- [EXERCISE PASSAGE]:

——————

Make and eat good food with us.

When we started our low-carb keto diet, we set out to find the perfect breading for chicken. We knew there had to be a way to make low-carb, keto crispy chicken by adapting our traditional recipes in the box (yes, we still maintain a yellowed old-school box of notecard relics).

We started with almond flour dredging and baking, spraying with olive oil. It wasn’t that great. Then, we tried dredging in whey protein (finer powder) before pan frying and baking on a sheet pan with a rack. Still, we didn’t get the super crispy results we wanted.

Why didn’t we use an air fryer? Quite simply, we don’t have one in our kitchen. The oven does the job with all temperature settings we need for perfect crispy chicken. Note we do adjust temperatures at the end to ensure internal temperature of our chicken is perfect (just like the crispy outside).

After many trys, we landed on the perfect way to make low-carb chicken fully breaded and baked that tastes just like our favorite non-keto fried chicken in oil.

Take it from our testers when we tell you, this baked chicken tastes as good (if not better!) than any crispy fried chicken we have made before.

Try this low carb chicken recipe with chicken drumsticks next time you are craving a keto fried chicken recipe.

Keto journey

Want to read about our journey? Join us on Not Your Doctor’s Keto on Substack.

——————

- [INPUT DATA]:
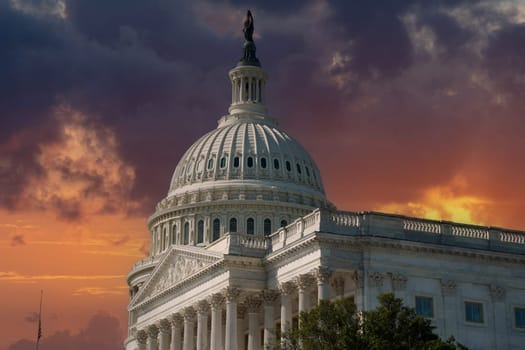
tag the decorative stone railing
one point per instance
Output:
(398, 227)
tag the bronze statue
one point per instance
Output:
(248, 27)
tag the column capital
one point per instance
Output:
(164, 326)
(287, 288)
(142, 337)
(269, 296)
(177, 320)
(231, 293)
(216, 300)
(153, 331)
(203, 307)
(322, 274)
(189, 314)
(253, 303)
(241, 311)
(304, 281)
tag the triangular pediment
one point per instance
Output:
(180, 264)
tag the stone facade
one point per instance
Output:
(245, 240)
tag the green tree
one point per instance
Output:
(338, 325)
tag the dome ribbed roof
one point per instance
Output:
(247, 148)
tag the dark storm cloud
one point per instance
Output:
(347, 77)
(102, 333)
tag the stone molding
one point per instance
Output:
(399, 281)
(177, 320)
(287, 288)
(231, 294)
(164, 326)
(269, 296)
(253, 303)
(322, 274)
(142, 337)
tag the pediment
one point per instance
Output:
(178, 265)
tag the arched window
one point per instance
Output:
(233, 225)
(200, 231)
(267, 227)
(216, 229)
(187, 233)
(250, 226)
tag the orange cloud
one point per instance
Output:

——————

- [DIRECTIONS]:
How would the keto crispy baked chicken post go on after its last line? Write the next part.

- [RESULT BELOW]:
Best Crispy Oven-Fried Chicken

Jamie P
Whoever said you can’t have crispy fried chicken on a keto diet never tried this! You will really feel like you have landed on the perfect indulgence, if you have been missing this meal in your diet.
photo credit: taste & tell
Prep Time 2 hrs
Cook Time 1 hr
Cooling 10 mins
Total Time 3 hrs 10 mins
Course Dinner
Cuisine American
Servings 16
Calories 205 kcal

Equipment

  • Large glass baking dish
  • Pie plates (2)
  • Aluminum foil
  • Platters (2)

Ingredients
  

  • 2 lbs chicken drumsticks skin on
  • 2 Cage Free Organic Eggs
  • ¼ cup mayonnaise or buttermilk
  • 1 tbsp Sea Salt
  • 1 tbsp Coarse-ground Black Pepper
  • 2 cups Gluten-free, Pork Panko or Keto Bread Crumbs
  • ½ cup Whey Protein for dredging
  • 1 tbsp Smoked Paprika
  • 2 tsp Dried Oregano
  • 2 tsp Dried Basil
  • 1 tbsp Sea Salt
  • 2 tsp Coarse-ground Black Pepper
  • 6 tbsp Butter

Instructions
 

  • Marinate chicken drumsticks in salt, pepper, eggs and buttermilk, turning regularly to thoroughly coat (at least an hour).
  • Pre-heat oven to 350 degrees. Place a large glass baking dish (big enough for all drumsticks) with six tablespoons of butter to melt. Watch for butter to melt but not brown.
  • While oven is preheating, butter is melting and chicken is marinating, prepare a batch of chicken breading by combining half of all remaining spices with 1 cup of bread crumbs in a resealable plastic bag. Do the same with the remaining dry ingredients. Reserve whey protein for dredging in a pie plate.
  • After chicken is done marinating, place all pieces on two platters (divided evenly), pouring egg and buttermilk mixture in the remaining pie plate.
  • Dredge first batch of chicken drumsticks in whey protein, shaking off excess powder before dipping back in egg mixture (coating both sides). Next, drop into first bread crumb bag two drumsticks at a time. Make sure all sides are coated and place on foil-lined counter in preparation for butter coating. Continue with second batch.
  • Remove glass dish with melted butter from the oven and carefully coat all sides of each breaded drumstick, placing drumsticks in a single layer in the dish. Hot butter is best for this step.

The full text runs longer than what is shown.